--- Start The data ---

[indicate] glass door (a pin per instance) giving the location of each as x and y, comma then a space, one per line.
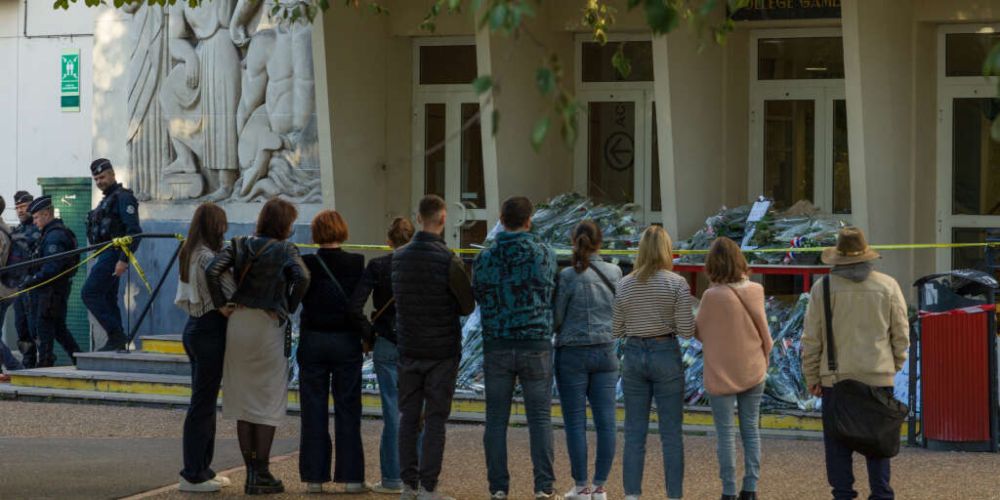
615, 156
799, 148
448, 134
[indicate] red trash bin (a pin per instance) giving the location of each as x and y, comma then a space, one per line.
955, 370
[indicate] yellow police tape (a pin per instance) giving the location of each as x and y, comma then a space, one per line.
122, 243
125, 242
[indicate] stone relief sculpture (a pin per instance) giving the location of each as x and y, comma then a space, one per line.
276, 108
148, 145
221, 102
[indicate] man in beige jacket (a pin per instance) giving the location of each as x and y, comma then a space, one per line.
871, 334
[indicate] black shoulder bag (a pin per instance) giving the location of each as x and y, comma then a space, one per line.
867, 419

--- End The data ---

Short task:
Print every line above word for word, leaving out the picture.

Solved problem:
[indicate] glass door (a pin per instance) giving the location of each as x and y, comma then a space, one per line.
615, 156
799, 148
448, 134
[indicate] red trash bin (a pin per instance) giving the location of each as x and y, comma then a space, one per line.
955, 370
[indicate] yellow police tape (a pin per instance) giving the location of each as x and y, comma then a space, one per line.
122, 243
125, 242
[indicate] stone relief sculpture (a pin per instance) giving the location of each as x and y, comma then a space, one per line.
276, 108
148, 145
221, 102
[indicate] man in beige jacket (a pin per instance) giving the location of each as x and y, comma then a space, one per line.
871, 334
[indicate] black shoulder bag (a pin per instance) giving the location of each as x and y, comma then a space, one per line.
867, 419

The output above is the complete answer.